> _Instructions to follow_
The required output is the line containing "the pangolin, the" followed by every later line through the end of the data, all reproduced exactly.

> _Record extracts_
________________

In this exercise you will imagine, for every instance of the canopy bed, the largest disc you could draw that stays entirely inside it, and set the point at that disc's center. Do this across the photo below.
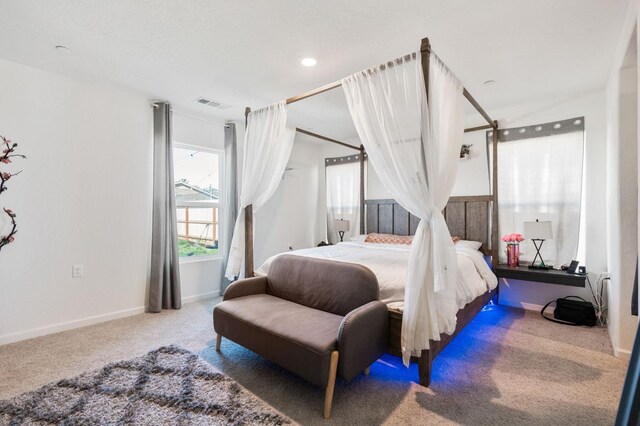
(408, 115)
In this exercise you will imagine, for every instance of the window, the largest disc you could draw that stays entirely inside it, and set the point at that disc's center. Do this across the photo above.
(343, 194)
(197, 174)
(540, 177)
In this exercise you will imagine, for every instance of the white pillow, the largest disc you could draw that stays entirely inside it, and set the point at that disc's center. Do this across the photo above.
(472, 245)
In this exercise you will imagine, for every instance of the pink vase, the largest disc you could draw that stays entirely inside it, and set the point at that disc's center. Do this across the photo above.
(513, 254)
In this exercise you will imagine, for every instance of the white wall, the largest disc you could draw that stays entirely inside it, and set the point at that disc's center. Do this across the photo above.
(473, 172)
(622, 179)
(83, 198)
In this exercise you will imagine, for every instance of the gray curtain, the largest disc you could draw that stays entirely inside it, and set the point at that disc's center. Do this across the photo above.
(164, 289)
(230, 209)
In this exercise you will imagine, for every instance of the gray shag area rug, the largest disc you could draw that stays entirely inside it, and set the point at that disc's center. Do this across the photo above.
(169, 385)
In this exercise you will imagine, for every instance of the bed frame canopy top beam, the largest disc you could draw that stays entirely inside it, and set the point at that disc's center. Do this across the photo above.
(425, 49)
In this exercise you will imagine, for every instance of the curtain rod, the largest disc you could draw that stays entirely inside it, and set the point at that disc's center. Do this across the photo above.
(337, 84)
(473, 129)
(315, 135)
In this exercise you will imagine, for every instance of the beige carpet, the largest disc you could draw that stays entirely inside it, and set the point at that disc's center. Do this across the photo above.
(507, 367)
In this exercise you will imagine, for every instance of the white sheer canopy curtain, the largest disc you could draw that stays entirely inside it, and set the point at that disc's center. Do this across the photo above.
(267, 147)
(343, 195)
(414, 148)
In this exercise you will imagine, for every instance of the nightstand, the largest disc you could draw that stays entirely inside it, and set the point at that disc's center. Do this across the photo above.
(551, 276)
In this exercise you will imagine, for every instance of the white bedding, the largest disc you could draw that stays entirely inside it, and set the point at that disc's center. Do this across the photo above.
(389, 263)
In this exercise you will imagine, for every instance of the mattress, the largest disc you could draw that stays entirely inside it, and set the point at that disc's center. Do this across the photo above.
(389, 263)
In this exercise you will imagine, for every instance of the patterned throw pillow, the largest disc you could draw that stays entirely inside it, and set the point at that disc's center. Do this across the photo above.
(388, 239)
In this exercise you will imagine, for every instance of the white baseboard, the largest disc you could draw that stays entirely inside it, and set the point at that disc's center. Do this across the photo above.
(527, 306)
(202, 296)
(95, 319)
(622, 353)
(69, 325)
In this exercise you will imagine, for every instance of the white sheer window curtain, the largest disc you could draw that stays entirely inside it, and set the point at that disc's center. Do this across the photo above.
(540, 171)
(343, 195)
(267, 147)
(415, 149)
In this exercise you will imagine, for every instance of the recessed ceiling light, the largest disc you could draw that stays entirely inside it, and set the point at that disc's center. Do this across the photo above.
(309, 62)
(63, 49)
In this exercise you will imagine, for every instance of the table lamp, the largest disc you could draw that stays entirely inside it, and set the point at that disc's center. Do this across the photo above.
(342, 226)
(538, 232)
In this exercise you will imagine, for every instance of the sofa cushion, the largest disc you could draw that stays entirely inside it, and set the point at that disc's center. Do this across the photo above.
(336, 287)
(293, 336)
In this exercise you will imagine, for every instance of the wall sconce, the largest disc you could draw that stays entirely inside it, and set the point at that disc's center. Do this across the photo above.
(465, 151)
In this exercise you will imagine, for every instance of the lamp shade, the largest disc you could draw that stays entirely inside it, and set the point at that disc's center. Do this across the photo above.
(342, 225)
(538, 230)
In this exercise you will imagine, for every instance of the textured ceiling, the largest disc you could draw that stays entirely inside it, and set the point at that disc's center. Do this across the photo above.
(246, 52)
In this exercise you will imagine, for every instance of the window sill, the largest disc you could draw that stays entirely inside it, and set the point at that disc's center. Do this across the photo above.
(197, 259)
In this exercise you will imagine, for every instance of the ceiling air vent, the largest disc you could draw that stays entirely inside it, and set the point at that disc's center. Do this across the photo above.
(209, 102)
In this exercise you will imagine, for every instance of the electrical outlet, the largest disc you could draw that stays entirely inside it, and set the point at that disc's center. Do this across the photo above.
(77, 271)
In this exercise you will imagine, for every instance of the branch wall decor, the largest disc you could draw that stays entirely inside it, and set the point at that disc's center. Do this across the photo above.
(7, 157)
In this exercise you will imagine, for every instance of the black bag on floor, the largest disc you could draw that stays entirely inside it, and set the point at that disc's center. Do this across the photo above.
(572, 312)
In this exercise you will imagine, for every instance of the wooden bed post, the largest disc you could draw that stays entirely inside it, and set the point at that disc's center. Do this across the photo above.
(495, 242)
(425, 360)
(248, 221)
(362, 215)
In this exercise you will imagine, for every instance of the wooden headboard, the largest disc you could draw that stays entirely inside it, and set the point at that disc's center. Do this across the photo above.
(467, 217)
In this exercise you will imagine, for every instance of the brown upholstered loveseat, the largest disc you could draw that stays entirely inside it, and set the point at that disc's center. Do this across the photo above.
(314, 317)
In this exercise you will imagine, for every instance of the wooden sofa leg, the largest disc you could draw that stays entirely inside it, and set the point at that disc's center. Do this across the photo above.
(328, 396)
(424, 368)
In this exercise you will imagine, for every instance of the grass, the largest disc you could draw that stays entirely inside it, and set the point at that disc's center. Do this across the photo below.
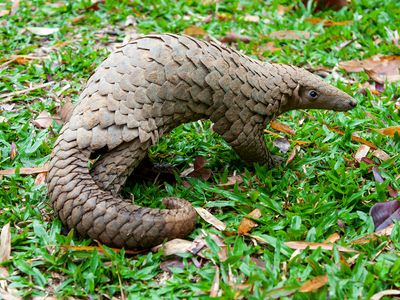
(321, 192)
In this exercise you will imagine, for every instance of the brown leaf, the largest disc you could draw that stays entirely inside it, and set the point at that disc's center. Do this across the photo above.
(374, 236)
(232, 180)
(379, 68)
(314, 284)
(334, 237)
(385, 214)
(13, 151)
(290, 35)
(232, 37)
(5, 243)
(361, 152)
(195, 31)
(209, 218)
(25, 171)
(247, 224)
(313, 245)
(389, 131)
(175, 246)
(278, 126)
(250, 18)
(327, 23)
(381, 294)
(214, 291)
(40, 179)
(43, 120)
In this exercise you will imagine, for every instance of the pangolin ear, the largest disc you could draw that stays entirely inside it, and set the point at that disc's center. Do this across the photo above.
(296, 93)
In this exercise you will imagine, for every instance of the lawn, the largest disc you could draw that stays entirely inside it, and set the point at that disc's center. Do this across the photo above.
(337, 165)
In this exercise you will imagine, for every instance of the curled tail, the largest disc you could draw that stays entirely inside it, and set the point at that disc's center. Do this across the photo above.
(92, 212)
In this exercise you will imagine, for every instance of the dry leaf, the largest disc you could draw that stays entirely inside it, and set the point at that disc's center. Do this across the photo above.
(254, 19)
(232, 180)
(334, 237)
(361, 152)
(374, 236)
(25, 171)
(13, 151)
(246, 224)
(327, 23)
(354, 138)
(278, 126)
(175, 246)
(209, 218)
(314, 284)
(232, 37)
(42, 30)
(389, 131)
(381, 294)
(214, 291)
(195, 31)
(43, 120)
(379, 68)
(289, 35)
(313, 245)
(5, 243)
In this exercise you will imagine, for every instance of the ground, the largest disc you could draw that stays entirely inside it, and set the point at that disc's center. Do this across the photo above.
(323, 190)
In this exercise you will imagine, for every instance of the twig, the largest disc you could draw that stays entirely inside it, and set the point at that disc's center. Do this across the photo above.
(26, 90)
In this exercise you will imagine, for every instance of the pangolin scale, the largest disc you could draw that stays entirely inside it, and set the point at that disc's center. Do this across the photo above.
(143, 90)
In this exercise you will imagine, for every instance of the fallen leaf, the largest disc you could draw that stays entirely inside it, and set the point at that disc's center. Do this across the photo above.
(42, 30)
(385, 214)
(254, 19)
(247, 224)
(314, 284)
(5, 243)
(381, 294)
(173, 247)
(209, 218)
(232, 37)
(389, 131)
(25, 171)
(334, 237)
(43, 120)
(327, 23)
(195, 31)
(281, 10)
(328, 4)
(382, 155)
(214, 291)
(278, 126)
(13, 151)
(379, 68)
(232, 180)
(176, 263)
(354, 138)
(373, 236)
(313, 245)
(292, 154)
(282, 144)
(40, 179)
(361, 152)
(289, 35)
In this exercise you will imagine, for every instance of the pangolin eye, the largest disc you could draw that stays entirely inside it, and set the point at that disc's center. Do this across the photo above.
(313, 94)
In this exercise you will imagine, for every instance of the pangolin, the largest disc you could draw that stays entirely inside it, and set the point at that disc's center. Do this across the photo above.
(143, 90)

________________

> _Result of this exercise_
In this exercise you will imagine, for every instance of the pangolin, the largest disc you could draw that stays entirely inside it, and set the point at that disc's center. Do this across the photo above.
(143, 90)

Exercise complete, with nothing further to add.